** begin Stored data **
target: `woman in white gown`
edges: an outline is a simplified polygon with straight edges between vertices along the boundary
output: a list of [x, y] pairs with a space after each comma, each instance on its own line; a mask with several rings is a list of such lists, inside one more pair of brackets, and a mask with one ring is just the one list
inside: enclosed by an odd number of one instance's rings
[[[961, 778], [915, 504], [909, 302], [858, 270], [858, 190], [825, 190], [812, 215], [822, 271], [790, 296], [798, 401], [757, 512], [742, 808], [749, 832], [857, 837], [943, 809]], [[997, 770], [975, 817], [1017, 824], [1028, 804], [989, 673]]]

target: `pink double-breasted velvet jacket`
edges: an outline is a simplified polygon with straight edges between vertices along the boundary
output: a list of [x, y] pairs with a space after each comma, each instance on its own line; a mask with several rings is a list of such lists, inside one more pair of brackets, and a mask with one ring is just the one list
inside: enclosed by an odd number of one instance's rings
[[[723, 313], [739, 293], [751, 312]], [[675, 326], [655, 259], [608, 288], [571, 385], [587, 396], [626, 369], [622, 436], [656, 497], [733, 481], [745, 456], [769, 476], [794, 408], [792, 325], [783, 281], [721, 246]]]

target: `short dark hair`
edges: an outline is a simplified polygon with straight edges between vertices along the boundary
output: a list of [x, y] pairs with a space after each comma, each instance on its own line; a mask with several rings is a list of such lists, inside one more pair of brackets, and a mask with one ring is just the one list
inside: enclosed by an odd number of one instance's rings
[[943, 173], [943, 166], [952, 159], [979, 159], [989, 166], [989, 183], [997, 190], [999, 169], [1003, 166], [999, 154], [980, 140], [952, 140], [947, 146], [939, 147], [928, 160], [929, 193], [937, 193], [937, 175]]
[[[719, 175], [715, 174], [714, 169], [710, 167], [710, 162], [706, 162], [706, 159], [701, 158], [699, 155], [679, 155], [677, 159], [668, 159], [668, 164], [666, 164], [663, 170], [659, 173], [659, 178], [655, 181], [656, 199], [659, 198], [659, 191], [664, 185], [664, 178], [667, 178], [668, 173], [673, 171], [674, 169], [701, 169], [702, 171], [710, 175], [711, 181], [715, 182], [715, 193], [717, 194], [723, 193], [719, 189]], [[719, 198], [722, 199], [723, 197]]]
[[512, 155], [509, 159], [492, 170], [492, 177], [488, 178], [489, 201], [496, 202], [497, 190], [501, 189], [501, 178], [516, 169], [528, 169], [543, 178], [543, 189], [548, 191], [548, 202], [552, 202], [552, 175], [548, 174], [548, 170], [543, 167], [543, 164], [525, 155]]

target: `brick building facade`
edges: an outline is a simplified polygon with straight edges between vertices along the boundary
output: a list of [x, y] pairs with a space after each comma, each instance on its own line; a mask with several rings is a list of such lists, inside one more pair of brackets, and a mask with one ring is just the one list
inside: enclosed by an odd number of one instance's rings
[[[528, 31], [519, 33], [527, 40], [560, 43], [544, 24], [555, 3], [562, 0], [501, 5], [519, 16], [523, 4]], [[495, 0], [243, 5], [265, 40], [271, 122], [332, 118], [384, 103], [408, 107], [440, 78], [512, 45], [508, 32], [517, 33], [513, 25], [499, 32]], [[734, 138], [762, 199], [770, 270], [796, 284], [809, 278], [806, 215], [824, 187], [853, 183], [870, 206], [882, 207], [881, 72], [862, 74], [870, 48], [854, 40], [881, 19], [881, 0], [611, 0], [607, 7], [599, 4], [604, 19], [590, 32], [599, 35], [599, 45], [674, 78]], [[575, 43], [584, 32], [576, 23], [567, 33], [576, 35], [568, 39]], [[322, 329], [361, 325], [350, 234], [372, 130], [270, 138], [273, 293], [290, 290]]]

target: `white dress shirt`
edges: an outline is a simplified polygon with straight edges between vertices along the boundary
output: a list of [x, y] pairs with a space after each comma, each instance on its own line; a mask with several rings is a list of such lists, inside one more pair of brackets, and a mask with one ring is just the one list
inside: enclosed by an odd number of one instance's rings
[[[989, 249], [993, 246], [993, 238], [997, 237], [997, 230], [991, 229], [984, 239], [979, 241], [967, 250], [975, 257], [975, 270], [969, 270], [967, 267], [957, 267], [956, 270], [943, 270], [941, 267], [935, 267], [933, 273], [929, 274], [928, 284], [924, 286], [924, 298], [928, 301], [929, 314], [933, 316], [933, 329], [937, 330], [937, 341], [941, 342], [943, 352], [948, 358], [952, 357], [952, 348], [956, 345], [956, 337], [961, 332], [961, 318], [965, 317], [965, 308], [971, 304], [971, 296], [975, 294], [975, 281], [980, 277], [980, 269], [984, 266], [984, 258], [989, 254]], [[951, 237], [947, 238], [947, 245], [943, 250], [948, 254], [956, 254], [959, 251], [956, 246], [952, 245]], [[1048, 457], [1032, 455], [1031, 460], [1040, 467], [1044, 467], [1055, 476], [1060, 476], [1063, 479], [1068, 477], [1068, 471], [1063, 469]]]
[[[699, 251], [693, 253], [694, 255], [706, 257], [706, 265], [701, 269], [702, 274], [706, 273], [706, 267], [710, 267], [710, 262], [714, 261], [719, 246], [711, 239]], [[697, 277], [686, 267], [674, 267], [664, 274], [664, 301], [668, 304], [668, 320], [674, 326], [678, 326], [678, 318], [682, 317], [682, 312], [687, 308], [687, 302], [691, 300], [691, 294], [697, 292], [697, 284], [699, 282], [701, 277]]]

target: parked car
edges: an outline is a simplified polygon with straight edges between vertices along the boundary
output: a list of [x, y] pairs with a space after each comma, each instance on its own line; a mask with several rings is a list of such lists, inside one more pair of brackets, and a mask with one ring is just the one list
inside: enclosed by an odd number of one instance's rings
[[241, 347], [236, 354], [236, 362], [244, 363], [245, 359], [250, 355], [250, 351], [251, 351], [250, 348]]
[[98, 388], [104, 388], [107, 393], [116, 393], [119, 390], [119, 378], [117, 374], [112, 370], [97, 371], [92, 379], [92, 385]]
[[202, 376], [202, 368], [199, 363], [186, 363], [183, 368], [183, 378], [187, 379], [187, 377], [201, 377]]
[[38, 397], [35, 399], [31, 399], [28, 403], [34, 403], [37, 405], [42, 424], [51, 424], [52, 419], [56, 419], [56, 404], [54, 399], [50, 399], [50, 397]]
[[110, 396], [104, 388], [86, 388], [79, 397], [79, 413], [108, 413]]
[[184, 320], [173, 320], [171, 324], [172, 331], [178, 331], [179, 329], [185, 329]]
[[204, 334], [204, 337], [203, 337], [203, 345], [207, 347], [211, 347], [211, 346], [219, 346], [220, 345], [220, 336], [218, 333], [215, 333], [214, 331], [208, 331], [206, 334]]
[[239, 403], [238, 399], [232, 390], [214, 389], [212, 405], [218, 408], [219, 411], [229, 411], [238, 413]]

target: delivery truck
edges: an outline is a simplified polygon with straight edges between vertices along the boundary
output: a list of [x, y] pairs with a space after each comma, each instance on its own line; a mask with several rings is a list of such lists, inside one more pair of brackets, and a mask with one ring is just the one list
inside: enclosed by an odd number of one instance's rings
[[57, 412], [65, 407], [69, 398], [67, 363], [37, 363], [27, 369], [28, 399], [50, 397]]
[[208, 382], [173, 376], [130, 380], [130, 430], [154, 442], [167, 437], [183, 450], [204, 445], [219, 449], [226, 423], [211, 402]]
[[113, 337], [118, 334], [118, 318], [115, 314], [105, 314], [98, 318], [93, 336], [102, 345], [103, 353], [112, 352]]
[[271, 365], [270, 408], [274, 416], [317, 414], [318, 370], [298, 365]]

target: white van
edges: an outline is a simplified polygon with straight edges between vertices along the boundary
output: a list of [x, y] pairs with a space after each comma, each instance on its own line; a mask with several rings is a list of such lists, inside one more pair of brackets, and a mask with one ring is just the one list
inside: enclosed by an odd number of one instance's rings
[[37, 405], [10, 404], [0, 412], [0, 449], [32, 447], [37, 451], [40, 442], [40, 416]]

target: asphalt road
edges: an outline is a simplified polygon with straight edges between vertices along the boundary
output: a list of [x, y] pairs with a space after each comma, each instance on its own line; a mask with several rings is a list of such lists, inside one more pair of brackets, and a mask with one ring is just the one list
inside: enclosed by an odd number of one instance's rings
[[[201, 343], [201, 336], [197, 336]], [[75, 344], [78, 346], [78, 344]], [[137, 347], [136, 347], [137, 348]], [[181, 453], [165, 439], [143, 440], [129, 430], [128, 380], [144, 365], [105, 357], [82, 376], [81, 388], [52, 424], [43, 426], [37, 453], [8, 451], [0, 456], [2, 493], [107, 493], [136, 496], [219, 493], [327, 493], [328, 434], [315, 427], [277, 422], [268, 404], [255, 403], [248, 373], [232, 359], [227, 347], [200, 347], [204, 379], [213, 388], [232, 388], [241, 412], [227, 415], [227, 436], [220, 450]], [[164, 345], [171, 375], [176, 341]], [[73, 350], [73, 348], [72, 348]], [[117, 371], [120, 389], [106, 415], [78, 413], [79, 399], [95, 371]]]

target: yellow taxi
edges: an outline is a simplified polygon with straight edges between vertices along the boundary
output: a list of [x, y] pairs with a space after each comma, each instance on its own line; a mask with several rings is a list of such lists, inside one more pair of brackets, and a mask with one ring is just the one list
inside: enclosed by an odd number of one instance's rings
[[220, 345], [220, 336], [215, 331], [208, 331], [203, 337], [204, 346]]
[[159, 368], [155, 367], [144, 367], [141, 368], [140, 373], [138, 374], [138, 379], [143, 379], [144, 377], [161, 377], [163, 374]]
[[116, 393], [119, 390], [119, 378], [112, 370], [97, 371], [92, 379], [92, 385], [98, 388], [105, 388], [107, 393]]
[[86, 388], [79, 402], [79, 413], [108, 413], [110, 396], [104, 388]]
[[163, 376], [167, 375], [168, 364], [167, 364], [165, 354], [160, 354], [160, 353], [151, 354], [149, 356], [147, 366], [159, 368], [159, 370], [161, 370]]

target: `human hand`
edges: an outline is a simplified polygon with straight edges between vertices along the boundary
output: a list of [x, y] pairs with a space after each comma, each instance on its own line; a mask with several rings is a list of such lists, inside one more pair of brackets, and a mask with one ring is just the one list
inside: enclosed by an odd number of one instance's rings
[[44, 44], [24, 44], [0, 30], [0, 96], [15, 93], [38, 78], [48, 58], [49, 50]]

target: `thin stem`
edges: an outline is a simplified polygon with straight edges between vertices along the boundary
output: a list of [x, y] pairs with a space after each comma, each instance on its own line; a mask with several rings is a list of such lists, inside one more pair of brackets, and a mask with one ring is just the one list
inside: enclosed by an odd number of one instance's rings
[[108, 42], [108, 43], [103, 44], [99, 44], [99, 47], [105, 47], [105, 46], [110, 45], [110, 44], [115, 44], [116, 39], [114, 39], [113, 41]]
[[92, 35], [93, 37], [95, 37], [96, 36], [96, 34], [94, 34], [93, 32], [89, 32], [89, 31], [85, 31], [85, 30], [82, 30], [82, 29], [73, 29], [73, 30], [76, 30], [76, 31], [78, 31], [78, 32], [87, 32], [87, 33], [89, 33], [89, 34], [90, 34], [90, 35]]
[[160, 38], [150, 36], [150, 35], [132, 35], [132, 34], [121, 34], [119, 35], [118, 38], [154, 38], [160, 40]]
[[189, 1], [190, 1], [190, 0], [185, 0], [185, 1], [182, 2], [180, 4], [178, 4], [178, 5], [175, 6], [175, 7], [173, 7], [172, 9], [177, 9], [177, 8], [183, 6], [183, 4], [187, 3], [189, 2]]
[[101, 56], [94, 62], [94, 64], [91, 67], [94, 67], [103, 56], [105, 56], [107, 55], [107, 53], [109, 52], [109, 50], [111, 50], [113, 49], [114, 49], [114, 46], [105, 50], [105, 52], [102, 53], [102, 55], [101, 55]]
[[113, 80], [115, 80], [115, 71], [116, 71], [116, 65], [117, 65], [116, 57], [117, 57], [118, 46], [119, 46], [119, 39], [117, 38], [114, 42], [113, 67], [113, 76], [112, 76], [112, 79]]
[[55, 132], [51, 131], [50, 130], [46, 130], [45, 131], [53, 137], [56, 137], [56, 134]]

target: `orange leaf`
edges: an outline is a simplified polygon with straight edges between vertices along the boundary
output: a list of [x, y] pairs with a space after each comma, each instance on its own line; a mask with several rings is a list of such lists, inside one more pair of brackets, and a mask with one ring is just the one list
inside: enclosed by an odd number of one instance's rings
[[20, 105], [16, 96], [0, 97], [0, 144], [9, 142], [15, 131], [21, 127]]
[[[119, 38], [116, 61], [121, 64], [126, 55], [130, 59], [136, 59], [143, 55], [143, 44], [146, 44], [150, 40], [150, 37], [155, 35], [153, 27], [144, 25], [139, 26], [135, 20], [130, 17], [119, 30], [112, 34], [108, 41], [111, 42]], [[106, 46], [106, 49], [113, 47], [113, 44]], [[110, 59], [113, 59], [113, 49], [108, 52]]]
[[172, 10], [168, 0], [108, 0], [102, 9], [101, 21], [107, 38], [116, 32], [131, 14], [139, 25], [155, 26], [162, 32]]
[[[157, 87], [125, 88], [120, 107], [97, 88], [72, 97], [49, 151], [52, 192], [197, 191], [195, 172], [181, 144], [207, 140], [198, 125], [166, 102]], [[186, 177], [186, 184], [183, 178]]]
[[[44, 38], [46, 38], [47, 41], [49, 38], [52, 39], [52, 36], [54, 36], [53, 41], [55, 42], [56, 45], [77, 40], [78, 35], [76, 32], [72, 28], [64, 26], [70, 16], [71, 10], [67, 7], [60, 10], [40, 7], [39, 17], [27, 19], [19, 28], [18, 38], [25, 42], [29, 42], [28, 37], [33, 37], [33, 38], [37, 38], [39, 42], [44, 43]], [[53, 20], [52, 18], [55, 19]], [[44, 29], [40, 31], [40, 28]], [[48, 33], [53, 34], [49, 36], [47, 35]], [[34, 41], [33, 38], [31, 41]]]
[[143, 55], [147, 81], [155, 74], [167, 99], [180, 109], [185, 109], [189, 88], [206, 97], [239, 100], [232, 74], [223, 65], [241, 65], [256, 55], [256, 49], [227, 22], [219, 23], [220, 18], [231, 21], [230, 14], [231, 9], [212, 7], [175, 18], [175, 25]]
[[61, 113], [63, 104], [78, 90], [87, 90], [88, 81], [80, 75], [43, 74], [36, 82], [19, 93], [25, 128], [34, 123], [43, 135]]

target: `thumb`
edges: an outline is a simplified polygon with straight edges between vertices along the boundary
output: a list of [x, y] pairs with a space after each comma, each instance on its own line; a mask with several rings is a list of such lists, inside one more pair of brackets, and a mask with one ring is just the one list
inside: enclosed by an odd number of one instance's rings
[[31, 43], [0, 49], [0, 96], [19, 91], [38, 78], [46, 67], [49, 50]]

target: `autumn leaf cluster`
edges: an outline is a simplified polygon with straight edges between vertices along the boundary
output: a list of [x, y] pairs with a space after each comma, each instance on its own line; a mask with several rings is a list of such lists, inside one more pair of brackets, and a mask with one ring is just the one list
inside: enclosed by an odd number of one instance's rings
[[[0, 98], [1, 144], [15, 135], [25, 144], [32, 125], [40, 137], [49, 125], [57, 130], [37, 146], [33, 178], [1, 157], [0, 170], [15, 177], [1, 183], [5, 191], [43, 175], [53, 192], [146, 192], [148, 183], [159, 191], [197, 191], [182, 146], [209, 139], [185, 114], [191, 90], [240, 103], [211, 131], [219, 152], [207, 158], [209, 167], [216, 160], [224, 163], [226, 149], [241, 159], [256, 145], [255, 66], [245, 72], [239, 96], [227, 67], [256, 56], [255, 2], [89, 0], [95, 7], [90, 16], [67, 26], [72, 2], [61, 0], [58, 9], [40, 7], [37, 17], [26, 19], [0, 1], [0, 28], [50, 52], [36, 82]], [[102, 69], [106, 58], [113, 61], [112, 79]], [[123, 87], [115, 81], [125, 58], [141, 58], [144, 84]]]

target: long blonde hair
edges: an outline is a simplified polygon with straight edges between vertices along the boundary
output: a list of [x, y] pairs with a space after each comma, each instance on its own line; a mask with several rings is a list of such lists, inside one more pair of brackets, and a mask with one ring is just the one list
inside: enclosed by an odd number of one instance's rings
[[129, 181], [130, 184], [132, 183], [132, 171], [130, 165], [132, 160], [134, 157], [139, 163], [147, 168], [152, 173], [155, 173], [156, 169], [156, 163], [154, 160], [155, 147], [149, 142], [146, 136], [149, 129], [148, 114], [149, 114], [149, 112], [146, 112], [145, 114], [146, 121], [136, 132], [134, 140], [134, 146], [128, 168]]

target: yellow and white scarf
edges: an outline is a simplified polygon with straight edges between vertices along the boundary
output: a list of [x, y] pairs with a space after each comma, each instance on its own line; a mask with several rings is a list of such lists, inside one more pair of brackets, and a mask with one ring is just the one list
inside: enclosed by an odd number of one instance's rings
** end Stored data **
=== Set exercise ===
Render the data above as a numbered list, from its first line through the line containing "804], [989, 673]]]" (both included), and skip any blank lines.

=== Answer to this exercise ===
1. target: `woman in white gown`
2. edges: an outline is a simplified polygon with straight edges between vertices along the boundary
3. output: a list of [x, y] pairs with a space after each comma, each instance on its own line; a mask with several rings is a list of such lists, inside one more pair of brackets, and a mask with one ring is just the one list
4. inside: enclosed by an odd number of one instance's rings
5. [[[961, 778], [915, 504], [909, 302], [858, 270], [858, 190], [825, 190], [812, 215], [822, 271], [790, 296], [798, 401], [757, 512], [742, 808], [749, 832], [857, 837], [943, 809]], [[997, 770], [975, 817], [1017, 824], [1028, 804], [989, 673]]]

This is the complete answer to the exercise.